Data to process =
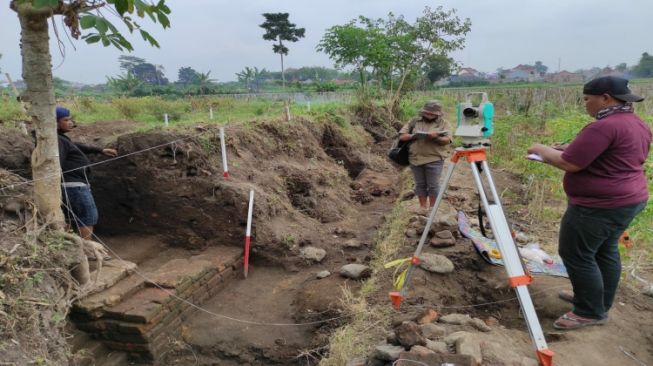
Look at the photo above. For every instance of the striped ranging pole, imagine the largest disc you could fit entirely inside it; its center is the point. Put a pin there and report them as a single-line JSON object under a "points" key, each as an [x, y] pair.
{"points": [[248, 233], [224, 154]]}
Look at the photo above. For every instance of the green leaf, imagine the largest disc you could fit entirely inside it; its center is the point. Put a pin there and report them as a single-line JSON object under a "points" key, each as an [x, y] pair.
{"points": [[92, 38], [40, 4], [87, 21], [165, 22], [101, 25]]}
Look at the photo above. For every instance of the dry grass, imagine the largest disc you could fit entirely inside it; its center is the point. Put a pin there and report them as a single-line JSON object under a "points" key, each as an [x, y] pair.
{"points": [[36, 289], [369, 324]]}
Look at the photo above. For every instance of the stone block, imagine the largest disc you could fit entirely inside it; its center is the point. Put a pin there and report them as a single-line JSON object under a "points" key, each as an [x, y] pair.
{"points": [[141, 307]]}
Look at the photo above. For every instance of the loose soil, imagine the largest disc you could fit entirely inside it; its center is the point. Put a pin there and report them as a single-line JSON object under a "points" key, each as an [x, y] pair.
{"points": [[314, 186]]}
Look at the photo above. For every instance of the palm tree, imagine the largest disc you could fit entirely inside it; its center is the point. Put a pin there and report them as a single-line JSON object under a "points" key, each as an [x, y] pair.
{"points": [[203, 80], [125, 84]]}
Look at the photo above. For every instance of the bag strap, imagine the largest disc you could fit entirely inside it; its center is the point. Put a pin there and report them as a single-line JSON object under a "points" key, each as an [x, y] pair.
{"points": [[412, 125]]}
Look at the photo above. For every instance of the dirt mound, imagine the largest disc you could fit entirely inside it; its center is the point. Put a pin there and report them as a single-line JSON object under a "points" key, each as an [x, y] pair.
{"points": [[35, 288], [300, 172], [15, 152]]}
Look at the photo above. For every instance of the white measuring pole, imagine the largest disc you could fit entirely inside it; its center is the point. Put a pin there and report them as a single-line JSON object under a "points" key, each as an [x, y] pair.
{"points": [[224, 154], [248, 233]]}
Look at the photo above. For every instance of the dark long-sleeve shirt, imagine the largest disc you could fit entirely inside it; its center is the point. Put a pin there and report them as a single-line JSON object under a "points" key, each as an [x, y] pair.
{"points": [[73, 156]]}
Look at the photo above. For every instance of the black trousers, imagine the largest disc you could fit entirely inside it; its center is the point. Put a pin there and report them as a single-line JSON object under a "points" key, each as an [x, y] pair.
{"points": [[588, 246]]}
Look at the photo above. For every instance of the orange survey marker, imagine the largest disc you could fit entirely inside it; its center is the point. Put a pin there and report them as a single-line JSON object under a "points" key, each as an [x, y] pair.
{"points": [[519, 278], [625, 240]]}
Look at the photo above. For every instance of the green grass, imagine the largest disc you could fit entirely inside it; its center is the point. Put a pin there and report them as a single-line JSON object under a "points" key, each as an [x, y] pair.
{"points": [[514, 134]]}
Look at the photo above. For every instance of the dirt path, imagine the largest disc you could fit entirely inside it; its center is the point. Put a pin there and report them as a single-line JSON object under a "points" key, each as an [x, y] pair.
{"points": [[282, 288], [282, 300]]}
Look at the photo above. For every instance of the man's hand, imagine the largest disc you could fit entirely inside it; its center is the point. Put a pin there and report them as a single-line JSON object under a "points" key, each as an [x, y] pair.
{"points": [[110, 152], [553, 157]]}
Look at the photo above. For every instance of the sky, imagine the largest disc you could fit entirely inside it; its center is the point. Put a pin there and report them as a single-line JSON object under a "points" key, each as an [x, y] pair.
{"points": [[223, 36]]}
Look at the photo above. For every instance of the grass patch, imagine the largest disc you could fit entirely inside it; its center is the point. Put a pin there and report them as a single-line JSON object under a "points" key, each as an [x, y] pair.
{"points": [[369, 324]]}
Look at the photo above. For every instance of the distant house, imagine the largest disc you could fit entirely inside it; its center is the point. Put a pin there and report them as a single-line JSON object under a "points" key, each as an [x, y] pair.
{"points": [[343, 82], [564, 77], [467, 74], [608, 71], [522, 73]]}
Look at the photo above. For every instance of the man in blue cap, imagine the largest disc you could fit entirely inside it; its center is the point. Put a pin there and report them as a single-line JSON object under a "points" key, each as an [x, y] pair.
{"points": [[606, 188], [80, 206]]}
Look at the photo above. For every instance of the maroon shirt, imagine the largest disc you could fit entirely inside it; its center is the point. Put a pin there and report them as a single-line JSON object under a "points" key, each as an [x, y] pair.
{"points": [[611, 154]]}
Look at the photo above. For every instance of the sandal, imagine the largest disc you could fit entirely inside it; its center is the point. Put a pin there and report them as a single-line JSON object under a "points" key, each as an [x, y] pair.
{"points": [[572, 321], [566, 295]]}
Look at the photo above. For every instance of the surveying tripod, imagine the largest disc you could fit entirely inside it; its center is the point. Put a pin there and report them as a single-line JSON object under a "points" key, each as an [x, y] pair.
{"points": [[518, 278]]}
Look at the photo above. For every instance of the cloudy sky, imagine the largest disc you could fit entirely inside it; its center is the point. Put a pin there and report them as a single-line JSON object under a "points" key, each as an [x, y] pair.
{"points": [[223, 36]]}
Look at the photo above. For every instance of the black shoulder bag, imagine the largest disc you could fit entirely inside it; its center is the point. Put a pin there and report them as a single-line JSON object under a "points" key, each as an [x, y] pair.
{"points": [[399, 150]]}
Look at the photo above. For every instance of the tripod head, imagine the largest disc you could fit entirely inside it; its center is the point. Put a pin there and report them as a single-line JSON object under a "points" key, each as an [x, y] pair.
{"points": [[475, 121]]}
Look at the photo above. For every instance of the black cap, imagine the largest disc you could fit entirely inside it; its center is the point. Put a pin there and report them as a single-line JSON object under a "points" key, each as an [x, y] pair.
{"points": [[614, 86]]}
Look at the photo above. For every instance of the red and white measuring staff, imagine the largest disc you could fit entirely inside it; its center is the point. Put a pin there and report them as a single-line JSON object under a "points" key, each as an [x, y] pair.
{"points": [[224, 154], [248, 233]]}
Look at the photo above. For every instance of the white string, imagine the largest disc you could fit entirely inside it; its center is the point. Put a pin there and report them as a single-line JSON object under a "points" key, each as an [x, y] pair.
{"points": [[199, 307], [102, 162], [256, 322]]}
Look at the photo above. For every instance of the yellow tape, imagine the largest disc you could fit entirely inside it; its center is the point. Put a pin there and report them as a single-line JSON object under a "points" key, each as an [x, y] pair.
{"points": [[398, 279]]}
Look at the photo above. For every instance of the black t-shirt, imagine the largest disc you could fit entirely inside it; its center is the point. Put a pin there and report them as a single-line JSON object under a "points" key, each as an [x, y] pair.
{"points": [[72, 156]]}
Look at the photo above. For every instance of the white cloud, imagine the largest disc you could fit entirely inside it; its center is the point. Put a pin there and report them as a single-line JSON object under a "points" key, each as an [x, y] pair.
{"points": [[223, 36]]}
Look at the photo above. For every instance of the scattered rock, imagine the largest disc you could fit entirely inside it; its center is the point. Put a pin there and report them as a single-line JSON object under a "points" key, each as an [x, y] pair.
{"points": [[444, 234], [408, 195], [411, 359], [356, 362], [323, 274], [410, 334], [411, 233], [419, 219], [491, 321], [398, 319], [458, 319], [387, 352], [355, 271], [352, 243], [437, 346], [442, 243], [312, 253], [469, 345], [344, 233], [521, 238], [427, 316], [648, 291], [498, 354], [480, 325], [448, 220], [421, 351], [391, 338], [436, 263], [433, 331], [453, 337]]}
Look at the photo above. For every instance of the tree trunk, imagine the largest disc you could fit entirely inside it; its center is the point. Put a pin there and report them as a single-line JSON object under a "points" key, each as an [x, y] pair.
{"points": [[39, 98], [283, 75]]}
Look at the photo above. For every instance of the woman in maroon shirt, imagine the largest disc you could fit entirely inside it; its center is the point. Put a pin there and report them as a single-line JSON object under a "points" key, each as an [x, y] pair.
{"points": [[606, 188]]}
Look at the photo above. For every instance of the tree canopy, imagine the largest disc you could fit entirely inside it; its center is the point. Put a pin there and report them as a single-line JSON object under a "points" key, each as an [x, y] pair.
{"points": [[392, 48], [279, 29], [90, 17], [644, 69]]}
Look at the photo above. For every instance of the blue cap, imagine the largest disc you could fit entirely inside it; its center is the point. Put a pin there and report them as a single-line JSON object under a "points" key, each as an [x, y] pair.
{"points": [[62, 113]]}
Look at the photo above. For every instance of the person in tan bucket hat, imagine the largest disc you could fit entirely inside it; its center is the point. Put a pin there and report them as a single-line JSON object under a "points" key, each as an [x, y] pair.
{"points": [[429, 135]]}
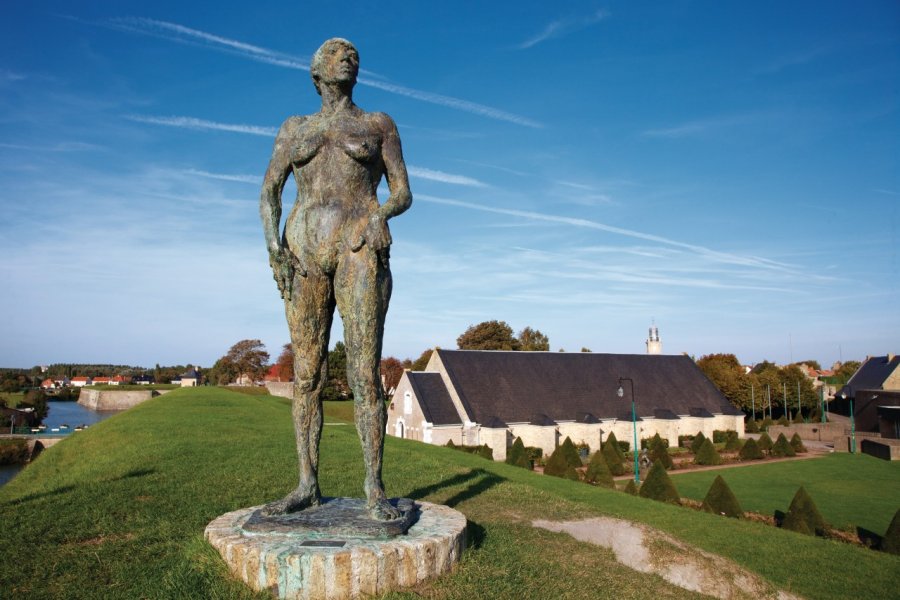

Required work =
Rewrite the material as a two-column Markdown table headed "Index" and "Entry." Begin at the line that has "Look at the photo above. For every instance of the woman" and stop at the end of the material. Omit blank lines and pictures.

Exercise answer =
| Index | Entry |
|---|---|
| 1 | Look at the photo above. For every instance of the woman in maroon shirt, imagine the largest disc you could fit entirely inside it; its center is the point. Put a pin there and report them as a single-line JSON object under a "points" key, each as an [x, y] pair. |
| 2 | {"points": [[606, 188]]} |
| 3 | Look at the photo above. For every instance of the tree canopy, imagine the largest disc you could fit entirely inside it; its center is the point. Put a pin there and report them as a single-line JSON object under a "points" key, each as an [x, y] pair. |
| 4 | {"points": [[392, 48], [279, 29], [90, 17], [644, 69]]} |
| 5 | Look at the photo above. For every instance of the blue cap, imagine the largest disc you could fit entirely inside it; its center is the point. Put a pin there and report them as a single-line JSON object under a "points" key, each as an [x, y] pair. |
| 6 | {"points": [[62, 113]]} |
| 7 | Look at the photo above. For every instance of the person in tan bucket hat, imagine the largest disc you could fit entirely inside it; its center is the point. Put a pin there and report them as a single-line JSON object under a "points" key, each as an [x, y] pair. |
| 8 | {"points": [[429, 135]]} |